** JOB **
Can you print every line of the following material without changing anything?
# RECORDS FOR THE TASK start
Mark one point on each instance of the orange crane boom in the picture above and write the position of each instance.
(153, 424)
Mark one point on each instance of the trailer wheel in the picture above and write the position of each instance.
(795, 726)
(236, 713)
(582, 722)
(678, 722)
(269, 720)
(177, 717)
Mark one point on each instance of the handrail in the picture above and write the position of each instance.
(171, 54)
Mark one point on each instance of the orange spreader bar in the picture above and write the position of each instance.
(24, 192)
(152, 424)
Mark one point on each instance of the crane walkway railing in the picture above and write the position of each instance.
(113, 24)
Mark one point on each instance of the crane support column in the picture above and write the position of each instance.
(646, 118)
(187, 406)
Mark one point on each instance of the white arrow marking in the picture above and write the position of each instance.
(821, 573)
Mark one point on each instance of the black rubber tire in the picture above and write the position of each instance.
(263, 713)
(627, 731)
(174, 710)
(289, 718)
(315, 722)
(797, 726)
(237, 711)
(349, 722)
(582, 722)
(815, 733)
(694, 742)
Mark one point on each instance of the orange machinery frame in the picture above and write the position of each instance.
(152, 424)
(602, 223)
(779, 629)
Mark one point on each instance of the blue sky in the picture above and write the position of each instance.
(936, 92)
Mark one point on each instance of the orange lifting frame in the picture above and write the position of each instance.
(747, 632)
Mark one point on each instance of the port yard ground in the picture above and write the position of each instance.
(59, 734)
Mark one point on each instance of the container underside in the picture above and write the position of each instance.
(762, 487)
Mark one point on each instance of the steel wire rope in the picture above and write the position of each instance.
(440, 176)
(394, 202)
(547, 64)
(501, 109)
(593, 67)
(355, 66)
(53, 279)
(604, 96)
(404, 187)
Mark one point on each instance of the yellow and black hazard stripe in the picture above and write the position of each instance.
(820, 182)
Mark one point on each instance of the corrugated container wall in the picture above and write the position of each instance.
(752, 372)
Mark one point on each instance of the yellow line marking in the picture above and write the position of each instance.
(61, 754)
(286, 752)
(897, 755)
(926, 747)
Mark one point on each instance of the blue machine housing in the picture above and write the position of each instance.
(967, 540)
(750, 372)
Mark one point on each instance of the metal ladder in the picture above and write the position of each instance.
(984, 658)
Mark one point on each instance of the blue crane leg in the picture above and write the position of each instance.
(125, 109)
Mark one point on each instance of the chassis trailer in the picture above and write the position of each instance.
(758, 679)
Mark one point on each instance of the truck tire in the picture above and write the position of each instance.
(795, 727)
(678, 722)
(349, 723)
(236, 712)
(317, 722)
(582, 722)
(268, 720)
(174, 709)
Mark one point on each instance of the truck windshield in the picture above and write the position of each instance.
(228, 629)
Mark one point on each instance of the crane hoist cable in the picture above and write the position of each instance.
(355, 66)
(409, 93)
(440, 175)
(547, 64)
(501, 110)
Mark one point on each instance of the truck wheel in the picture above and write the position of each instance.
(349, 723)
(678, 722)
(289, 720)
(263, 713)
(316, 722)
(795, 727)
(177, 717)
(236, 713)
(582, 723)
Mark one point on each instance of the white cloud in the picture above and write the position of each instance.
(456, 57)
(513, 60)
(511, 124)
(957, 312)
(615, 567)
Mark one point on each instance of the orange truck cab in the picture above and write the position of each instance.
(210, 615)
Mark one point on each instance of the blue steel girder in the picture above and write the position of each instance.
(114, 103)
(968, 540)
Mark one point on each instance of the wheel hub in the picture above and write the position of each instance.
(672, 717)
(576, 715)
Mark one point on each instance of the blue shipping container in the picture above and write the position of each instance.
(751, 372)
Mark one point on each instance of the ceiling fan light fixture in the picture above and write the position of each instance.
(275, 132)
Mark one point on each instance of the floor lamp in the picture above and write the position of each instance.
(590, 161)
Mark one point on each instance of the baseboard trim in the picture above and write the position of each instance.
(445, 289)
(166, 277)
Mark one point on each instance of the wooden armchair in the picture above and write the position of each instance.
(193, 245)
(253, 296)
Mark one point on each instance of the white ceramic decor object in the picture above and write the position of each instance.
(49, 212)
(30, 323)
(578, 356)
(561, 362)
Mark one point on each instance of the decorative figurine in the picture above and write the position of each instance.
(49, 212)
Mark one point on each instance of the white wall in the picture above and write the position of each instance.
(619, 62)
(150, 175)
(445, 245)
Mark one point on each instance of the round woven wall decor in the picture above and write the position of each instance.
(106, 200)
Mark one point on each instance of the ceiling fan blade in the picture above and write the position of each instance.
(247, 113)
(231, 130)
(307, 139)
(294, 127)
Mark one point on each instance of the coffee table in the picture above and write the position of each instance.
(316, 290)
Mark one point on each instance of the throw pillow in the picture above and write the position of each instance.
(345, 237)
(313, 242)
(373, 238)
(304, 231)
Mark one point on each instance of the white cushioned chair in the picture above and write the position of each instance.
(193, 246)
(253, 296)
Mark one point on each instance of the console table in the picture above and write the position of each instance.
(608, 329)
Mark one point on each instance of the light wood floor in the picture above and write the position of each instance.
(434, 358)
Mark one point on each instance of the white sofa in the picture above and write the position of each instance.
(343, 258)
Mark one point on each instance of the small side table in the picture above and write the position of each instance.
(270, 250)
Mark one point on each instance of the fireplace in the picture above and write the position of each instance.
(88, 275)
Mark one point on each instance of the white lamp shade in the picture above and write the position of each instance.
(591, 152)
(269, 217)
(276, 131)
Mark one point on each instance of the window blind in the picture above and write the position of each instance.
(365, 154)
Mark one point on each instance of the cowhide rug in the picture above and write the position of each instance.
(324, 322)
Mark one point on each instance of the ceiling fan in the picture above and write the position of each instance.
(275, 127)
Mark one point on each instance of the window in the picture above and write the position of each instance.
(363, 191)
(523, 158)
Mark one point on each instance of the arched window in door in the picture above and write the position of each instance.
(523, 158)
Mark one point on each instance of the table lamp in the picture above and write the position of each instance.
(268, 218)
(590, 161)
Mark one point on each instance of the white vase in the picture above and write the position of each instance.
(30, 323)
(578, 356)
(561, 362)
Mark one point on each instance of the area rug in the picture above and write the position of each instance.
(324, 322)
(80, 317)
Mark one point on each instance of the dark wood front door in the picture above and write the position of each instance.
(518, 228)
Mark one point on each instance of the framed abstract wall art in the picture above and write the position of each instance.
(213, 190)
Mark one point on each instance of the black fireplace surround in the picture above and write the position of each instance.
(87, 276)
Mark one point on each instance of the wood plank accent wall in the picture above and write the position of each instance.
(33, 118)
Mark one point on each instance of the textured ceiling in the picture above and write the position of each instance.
# RECORDS FOR THE TASK end
** SOLVED PROBLEM **
Mark one point on each instance of the orange crane boom in the picture above and write the position of each instance.
(153, 424)
Mark one point on each instance of the trailer wheel in the picture above and write the position of each instance.
(795, 726)
(236, 713)
(582, 722)
(678, 722)
(269, 720)
(177, 717)
Mark one point on each instance of the handrail in the picture above and write the position of each instance.
(171, 54)
Mark one point on each instance of the orange spreader bar in the picture above and write the position of each instance.
(24, 192)
(152, 424)
Mark one point on each instance of the crane walkway railing in the picture above and write the position of each instance.
(113, 24)
Mark one point on each instance of the crane support column in the picture above and write the position of each instance.
(646, 118)
(187, 406)
Mark one point on each instance of the white arrow marking in the picture above and write the position of each instance.
(821, 573)
Mark one point on each instance of the black rubber tire in the picture above and write the position of each instance.
(263, 713)
(627, 731)
(174, 710)
(289, 718)
(315, 722)
(797, 726)
(237, 711)
(349, 722)
(582, 722)
(815, 733)
(694, 742)
Mark one point on each instance of the orange machinery frame in the picture above and write the position of each instance.
(152, 424)
(602, 223)
(779, 629)
Mark one point on each instance of the blue sky in the picture above and write the position of each instance.
(936, 92)
Mark one point on each instance of the orange lifting frame in the picture above and write the position of each instance.
(747, 632)
Mark one point on each instance of the port yard ground in the picture above and write the position of each instance.
(59, 734)
Mark one point on each instance of the container underside in the picture above and write the position of each instance.
(762, 487)
Mark one point on each instance of the steel wire rope in the picture above and write the position of each instance.
(440, 176)
(394, 202)
(547, 64)
(501, 109)
(593, 67)
(355, 66)
(53, 279)
(604, 96)
(404, 187)
Mark one point on each instance of the yellow and black hazard stripe in the picture above and write the position of each instance.
(820, 182)
Mark one point on each instance of the corrugated container wall in the picture above and write the position of each instance.
(752, 372)
Mark one point on each instance of the yellow line marking in the picture above and write the position of each instance.
(61, 754)
(286, 752)
(897, 755)
(926, 747)
Mark one point on each instance of the blue machine housing in the picture above and write the position of each instance.
(967, 540)
(750, 372)
Mark one point on each instance of the metal ladder in the picture above and write the position of each instance.
(984, 658)
Mark one point on each instance of the blue crane leg in the picture above and write the position of each instance.
(125, 109)
Mark one point on each instance of the chassis trailer in the picture above and write the position of each instance.
(758, 679)
Mark one point on each instance of the truck tire in the picture above and write the position of each instance.
(795, 727)
(678, 722)
(349, 723)
(236, 712)
(317, 722)
(582, 722)
(268, 720)
(174, 709)
Mark one point on each instance of the truck windshield in the picture above and write the position of each instance.
(228, 629)
Mark one point on each instance of the crane hoist cable in the picture above and write the position of each instance.
(355, 66)
(409, 93)
(440, 175)
(547, 64)
(501, 110)
Mark one point on each instance of the truck wheel in the picture above and write the position of each instance.
(349, 723)
(678, 722)
(289, 720)
(263, 713)
(316, 722)
(795, 727)
(177, 717)
(236, 713)
(582, 723)
Mark one point on each instance of the white cloud in the picture above and write the position of each instance.
(456, 57)
(513, 60)
(511, 124)
(957, 312)
(615, 567)
Mark one point on each instance of the orange truck cab in the picture above and write the position of each instance.
(210, 615)
Mark one point on each instance of the blue steel girder in the picture above and write the position of each instance.
(114, 103)
(968, 540)
Mark one point on each instance of the wheel hub in the picture above and write the position of each instance.
(672, 717)
(576, 715)
Mark one point on each instance of the blue shipping container in the picture above and write the position of each instance.
(751, 372)
Mark one point on each instance of the ceiling fan light fixture in the picture above and write the position of each instance.
(275, 132)
Mark one point on each instance of the floor lamp in the picture above and write the position of each instance.
(590, 161)
Mark one point on each instance of the baseboard trim in the picture above and write the position of each instance.
(445, 289)
(166, 277)
Mark one point on each instance of the wooden armchair in the picture above and write the position of each instance.
(193, 245)
(253, 296)
Mark one point on each instance of the white ceramic decor object in the picture above and write the position of each instance.
(49, 212)
(30, 323)
(578, 356)
(561, 362)
Mark one point on each instance of the decorative figurine in the picture above and write the position of each instance.
(49, 212)
Mark one point on each instance of the white wall in the picture above and write the position of each instance.
(619, 62)
(150, 175)
(445, 245)
Mark one point on each instance of the round woven wall decor in the picture above and write the position of each instance.
(106, 200)
Mark one point on each instance of the ceiling fan blade in the picture above and write the position of each instance.
(247, 113)
(231, 130)
(307, 139)
(294, 127)
Mark one point on each instance of the coffee table in the picture above and write the position of each instance.
(316, 290)
Mark one point on each instance of the throw pillow in the picture above and write the position of each instance.
(345, 237)
(313, 242)
(373, 238)
(304, 231)
Mark one point on each instance of the white cushioned chair in the picture above and write the position of each instance.
(193, 246)
(253, 296)
Mark one point on each instance of the console table in the picture above and write the position of each instance.
(608, 329)
Mark one point on each instance of the light wood floor in the picture above and write the position of each instance.
(434, 358)
Mark one point on each instance of the white sofa in the picture above and write the position of each instance.
(343, 258)
Mark one point on each instance of the small side table in the picture above and write the position of each instance.
(270, 250)
Mark one point on each instance of the fireplace in the picture above and write the position of each instance.
(88, 275)
Mark one point on each instance of the white lamp shade in the picture above and write the position of each instance.
(591, 152)
(269, 217)
(276, 131)
Mark one point on each instance of the window blind in the picture above and write the position of each instance.
(365, 154)
Mark one point on each instance of the cowhide rug in the picture above and write the position of each instance.
(324, 322)
Mark one point on each instance of the ceiling fan in the picture above and write the position of each instance.
(275, 127)
Mark one point on each instance of the window in the picture above and write the position of each instance.
(363, 191)
(523, 158)
Mark one point on each instance of the arched window in door in the picture above and write the position of each instance.
(523, 158)
Mark one point on each instance of the table lamp in the picture above and write the position of each instance.
(268, 218)
(590, 161)
Mark one point on each instance of the white vase in the picture above and write the position of each instance.
(30, 323)
(578, 356)
(561, 362)
Mark one point on each instance of the area rug in the picture above and write the position of each instance.
(324, 322)
(80, 317)
Mark one point on each instance of the dark wood front door in the picture above and write the position of each instance.
(518, 228)
Mark one point on each instance of the framed abstract wall art in the picture above and write the position of each instance.
(213, 190)
Mark one point on each instance of the black fireplace surround in the picture above and write the position of each instance.
(87, 276)
Mark one point on each instance of the wood plank accent wall in the picture above and write the position of each instance.
(33, 118)
Mark one point on each instance of the textured ceiling in the picture above and write the position of each instance.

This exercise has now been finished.